» **ACTIVITY**
Copy out the rows below word for word, starting with the line that contains "306L176 325L200 341L197" and continuing through the line that contains "positive clicks: (252, 299)", with both of those lines included.

╭─ MATERIAL SUPPLIED

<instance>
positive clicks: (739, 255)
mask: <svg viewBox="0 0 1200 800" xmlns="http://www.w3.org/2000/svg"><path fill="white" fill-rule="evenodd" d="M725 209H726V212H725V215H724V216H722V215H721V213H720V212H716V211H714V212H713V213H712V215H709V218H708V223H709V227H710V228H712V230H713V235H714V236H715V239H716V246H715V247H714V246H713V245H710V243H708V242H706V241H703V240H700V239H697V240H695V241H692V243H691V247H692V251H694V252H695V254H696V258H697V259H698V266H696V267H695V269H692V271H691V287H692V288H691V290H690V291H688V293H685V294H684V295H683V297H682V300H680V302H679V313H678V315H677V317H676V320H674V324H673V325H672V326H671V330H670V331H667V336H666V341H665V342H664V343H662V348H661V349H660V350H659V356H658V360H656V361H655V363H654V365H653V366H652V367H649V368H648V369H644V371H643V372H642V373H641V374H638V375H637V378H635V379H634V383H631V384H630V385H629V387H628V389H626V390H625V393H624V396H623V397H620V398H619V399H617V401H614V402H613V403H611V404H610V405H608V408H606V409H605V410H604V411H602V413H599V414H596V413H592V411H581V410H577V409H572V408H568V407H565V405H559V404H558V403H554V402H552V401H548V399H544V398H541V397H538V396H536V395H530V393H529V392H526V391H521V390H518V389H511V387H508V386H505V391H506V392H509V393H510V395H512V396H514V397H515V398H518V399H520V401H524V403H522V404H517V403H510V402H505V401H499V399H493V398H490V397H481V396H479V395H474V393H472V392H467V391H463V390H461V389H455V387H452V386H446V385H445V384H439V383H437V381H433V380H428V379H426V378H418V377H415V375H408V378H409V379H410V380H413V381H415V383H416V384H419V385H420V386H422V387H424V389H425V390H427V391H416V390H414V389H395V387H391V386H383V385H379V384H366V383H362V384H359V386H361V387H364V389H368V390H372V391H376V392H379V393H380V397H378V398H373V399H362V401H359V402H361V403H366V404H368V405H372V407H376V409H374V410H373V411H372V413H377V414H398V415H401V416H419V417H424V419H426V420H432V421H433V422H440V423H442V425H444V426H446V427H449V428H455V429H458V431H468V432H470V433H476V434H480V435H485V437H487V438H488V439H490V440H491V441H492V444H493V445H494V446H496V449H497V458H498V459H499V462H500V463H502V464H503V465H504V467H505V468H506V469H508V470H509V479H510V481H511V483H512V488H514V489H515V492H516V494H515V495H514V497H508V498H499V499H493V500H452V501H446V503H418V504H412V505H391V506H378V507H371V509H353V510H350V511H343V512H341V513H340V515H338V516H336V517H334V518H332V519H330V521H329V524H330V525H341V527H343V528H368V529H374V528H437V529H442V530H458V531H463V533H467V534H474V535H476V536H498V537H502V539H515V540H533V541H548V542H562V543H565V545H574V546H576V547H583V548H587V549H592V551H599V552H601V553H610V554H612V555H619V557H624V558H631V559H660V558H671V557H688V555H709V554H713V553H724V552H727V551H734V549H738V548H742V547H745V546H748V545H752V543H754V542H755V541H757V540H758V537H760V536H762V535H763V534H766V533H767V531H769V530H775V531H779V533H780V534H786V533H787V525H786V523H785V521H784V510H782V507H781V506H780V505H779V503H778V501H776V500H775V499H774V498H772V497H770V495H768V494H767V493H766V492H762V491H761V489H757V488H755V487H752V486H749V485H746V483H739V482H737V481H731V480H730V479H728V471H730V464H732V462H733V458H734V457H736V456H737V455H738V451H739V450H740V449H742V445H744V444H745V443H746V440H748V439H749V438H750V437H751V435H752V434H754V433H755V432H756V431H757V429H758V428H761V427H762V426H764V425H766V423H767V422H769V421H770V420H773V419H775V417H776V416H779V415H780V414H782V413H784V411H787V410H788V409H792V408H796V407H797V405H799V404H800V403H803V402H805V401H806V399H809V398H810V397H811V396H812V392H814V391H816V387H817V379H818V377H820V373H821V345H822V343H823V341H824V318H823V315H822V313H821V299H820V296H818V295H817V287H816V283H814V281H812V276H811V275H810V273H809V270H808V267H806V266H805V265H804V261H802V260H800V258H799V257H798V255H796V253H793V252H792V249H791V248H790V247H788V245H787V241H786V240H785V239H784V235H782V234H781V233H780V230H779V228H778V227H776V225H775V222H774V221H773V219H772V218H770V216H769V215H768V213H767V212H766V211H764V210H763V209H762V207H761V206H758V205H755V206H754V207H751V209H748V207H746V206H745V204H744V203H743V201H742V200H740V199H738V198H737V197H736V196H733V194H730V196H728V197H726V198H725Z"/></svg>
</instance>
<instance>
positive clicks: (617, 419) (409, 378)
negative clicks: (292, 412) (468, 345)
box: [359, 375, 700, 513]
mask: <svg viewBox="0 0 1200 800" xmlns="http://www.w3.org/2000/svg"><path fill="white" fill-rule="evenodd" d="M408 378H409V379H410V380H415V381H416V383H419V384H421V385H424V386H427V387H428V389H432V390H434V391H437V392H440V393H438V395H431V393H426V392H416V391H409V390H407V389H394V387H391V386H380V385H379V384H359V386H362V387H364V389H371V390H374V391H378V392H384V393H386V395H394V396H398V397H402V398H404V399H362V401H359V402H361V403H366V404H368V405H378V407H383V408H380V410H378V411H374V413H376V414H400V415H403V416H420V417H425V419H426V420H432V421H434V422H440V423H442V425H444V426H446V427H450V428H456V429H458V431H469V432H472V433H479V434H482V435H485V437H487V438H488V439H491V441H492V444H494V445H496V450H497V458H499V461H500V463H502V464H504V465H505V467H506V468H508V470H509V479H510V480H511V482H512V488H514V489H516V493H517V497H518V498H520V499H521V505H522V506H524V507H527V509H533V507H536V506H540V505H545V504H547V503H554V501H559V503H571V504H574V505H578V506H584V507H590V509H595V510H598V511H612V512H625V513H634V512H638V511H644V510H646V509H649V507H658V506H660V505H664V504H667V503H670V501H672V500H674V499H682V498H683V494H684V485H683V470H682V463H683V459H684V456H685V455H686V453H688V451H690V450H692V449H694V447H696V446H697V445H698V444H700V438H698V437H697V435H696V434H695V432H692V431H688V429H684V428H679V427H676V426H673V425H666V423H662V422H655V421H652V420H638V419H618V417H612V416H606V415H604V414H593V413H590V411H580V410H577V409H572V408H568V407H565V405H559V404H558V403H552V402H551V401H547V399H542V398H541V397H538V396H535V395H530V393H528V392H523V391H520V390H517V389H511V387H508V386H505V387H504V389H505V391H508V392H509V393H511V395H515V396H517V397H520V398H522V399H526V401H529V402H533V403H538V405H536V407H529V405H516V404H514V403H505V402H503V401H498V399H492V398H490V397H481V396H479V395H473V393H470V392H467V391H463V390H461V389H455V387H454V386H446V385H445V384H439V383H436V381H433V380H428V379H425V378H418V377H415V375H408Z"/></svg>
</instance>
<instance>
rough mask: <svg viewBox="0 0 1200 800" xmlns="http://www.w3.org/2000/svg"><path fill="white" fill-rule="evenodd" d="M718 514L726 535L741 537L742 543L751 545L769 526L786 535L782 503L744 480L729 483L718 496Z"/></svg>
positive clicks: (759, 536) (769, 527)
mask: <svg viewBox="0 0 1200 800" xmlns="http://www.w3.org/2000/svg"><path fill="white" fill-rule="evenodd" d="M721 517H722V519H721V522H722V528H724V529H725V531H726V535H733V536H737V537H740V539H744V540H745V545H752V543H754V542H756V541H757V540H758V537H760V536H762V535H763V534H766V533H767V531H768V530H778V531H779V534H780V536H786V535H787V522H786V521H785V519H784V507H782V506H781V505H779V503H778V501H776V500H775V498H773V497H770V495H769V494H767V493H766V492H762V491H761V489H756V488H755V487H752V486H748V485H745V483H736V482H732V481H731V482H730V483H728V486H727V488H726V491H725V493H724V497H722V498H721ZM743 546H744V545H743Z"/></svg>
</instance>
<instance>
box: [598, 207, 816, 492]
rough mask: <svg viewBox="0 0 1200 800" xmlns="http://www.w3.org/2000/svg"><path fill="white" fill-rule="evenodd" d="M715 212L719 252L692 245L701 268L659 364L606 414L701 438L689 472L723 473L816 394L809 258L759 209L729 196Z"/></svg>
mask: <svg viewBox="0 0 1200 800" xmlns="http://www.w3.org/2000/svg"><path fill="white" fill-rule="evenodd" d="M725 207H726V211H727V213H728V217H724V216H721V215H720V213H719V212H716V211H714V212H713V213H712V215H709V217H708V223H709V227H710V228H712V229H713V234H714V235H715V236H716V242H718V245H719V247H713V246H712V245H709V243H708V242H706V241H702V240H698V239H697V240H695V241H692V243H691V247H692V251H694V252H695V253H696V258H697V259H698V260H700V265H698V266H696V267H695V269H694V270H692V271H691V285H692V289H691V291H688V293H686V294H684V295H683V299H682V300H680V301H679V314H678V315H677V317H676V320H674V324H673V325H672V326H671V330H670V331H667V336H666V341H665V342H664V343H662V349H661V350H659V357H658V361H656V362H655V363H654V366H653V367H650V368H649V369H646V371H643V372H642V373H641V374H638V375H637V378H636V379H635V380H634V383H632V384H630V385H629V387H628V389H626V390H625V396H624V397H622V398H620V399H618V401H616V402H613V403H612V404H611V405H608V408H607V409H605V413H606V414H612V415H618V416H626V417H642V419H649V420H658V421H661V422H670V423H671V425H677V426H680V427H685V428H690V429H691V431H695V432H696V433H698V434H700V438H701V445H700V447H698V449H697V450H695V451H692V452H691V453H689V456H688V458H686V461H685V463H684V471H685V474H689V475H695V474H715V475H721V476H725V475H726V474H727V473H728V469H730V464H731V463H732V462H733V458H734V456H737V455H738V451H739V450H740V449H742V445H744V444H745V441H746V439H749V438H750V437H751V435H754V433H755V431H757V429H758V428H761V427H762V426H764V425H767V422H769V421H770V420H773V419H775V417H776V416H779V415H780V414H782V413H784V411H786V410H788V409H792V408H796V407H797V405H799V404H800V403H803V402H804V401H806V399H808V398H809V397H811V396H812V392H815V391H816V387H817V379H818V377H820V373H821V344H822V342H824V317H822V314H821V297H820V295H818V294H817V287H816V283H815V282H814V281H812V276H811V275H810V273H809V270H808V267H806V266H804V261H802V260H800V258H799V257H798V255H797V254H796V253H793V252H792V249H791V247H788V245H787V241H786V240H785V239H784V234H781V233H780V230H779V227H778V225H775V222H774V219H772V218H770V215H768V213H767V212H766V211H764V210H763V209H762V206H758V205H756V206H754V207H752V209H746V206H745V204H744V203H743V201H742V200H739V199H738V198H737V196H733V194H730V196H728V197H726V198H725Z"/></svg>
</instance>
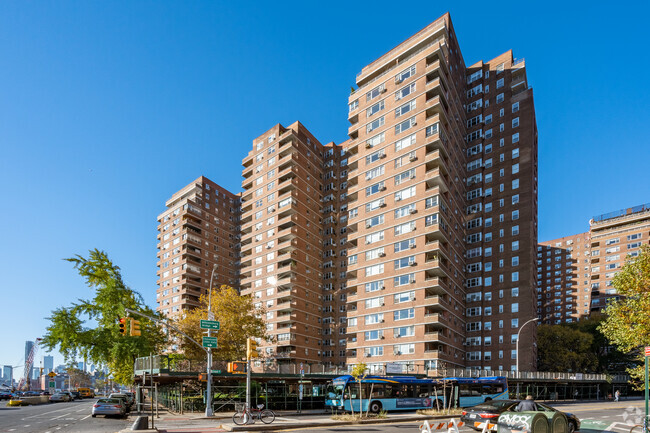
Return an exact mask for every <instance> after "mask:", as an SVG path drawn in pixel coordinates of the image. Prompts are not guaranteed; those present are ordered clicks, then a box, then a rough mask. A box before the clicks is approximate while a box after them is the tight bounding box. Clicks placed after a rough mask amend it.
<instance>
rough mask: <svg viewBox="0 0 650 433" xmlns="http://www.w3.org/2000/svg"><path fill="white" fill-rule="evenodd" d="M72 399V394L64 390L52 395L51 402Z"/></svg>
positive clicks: (54, 401) (55, 401) (62, 400)
mask: <svg viewBox="0 0 650 433" xmlns="http://www.w3.org/2000/svg"><path fill="white" fill-rule="evenodd" d="M70 400H71V398H70V396H69V395H68V394H66V393H63V392H56V393H54V394H52V395H51V396H50V402H51V403H57V402H60V401H70Z"/></svg>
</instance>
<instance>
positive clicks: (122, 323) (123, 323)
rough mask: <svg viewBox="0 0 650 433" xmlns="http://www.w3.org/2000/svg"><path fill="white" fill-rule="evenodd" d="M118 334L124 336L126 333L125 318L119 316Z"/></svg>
mask: <svg viewBox="0 0 650 433" xmlns="http://www.w3.org/2000/svg"><path fill="white" fill-rule="evenodd" d="M120 335H121V336H122V337H124V336H125V335H126V319H125V318H124V317H120Z"/></svg>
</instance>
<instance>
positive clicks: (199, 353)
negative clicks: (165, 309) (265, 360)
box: [176, 285, 266, 361]
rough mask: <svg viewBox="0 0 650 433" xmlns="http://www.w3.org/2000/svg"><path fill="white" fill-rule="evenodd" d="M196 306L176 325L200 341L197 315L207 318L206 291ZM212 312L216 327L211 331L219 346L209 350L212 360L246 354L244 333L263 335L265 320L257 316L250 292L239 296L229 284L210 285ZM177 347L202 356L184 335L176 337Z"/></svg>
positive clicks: (252, 299)
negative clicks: (215, 336) (214, 286)
mask: <svg viewBox="0 0 650 433" xmlns="http://www.w3.org/2000/svg"><path fill="white" fill-rule="evenodd" d="M199 303H200V306H199V307H198V308H195V309H193V310H191V311H188V312H187V313H185V315H184V317H181V318H180V319H179V320H178V321H177V322H176V326H177V327H178V328H179V329H180V330H181V331H183V332H184V333H186V334H187V335H189V336H190V337H192V338H193V339H195V340H196V341H198V342H201V337H202V336H203V335H204V334H203V331H204V330H203V329H201V328H200V322H201V319H207V318H208V295H205V294H204V295H201V297H200V298H199ZM211 307H212V308H211V309H212V313H213V314H214V318H215V320H217V321H219V325H220V329H219V331H217V332H216V333H215V334H216V335H217V337H218V341H219V343H218V344H219V346H218V348H217V349H216V350H214V351H213V357H214V359H215V360H222V361H234V360H239V359H242V358H244V357H245V356H246V339H247V338H248V337H256V338H266V324H265V323H264V320H263V319H262V318H261V316H262V314H263V310H262V309H256V308H255V306H254V305H253V298H252V297H251V296H240V295H239V293H237V291H236V290H235V289H233V288H232V287H229V286H226V285H222V286H221V287H220V288H219V289H212V302H211ZM179 346H180V349H181V351H182V352H183V353H184V354H185V355H186V356H187V357H188V358H191V359H204V358H205V352H204V351H203V350H201V348H199V347H198V346H197V345H196V344H194V343H192V342H191V341H189V340H188V339H186V338H181V339H179Z"/></svg>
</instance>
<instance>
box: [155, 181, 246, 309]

╰─

» **TASK RESULT**
rough mask: <svg viewBox="0 0 650 433" xmlns="http://www.w3.org/2000/svg"><path fill="white" fill-rule="evenodd" d="M196 306L176 325L200 341L197 315L207 318L206 291ZM212 312L216 327L211 331L219 346L209 350L212 360L246 354L244 333L263 335L265 320L257 316L250 292L239 296L229 284L210 285ZM177 347L202 356L184 335L176 337Z"/></svg>
positive clicks: (252, 299)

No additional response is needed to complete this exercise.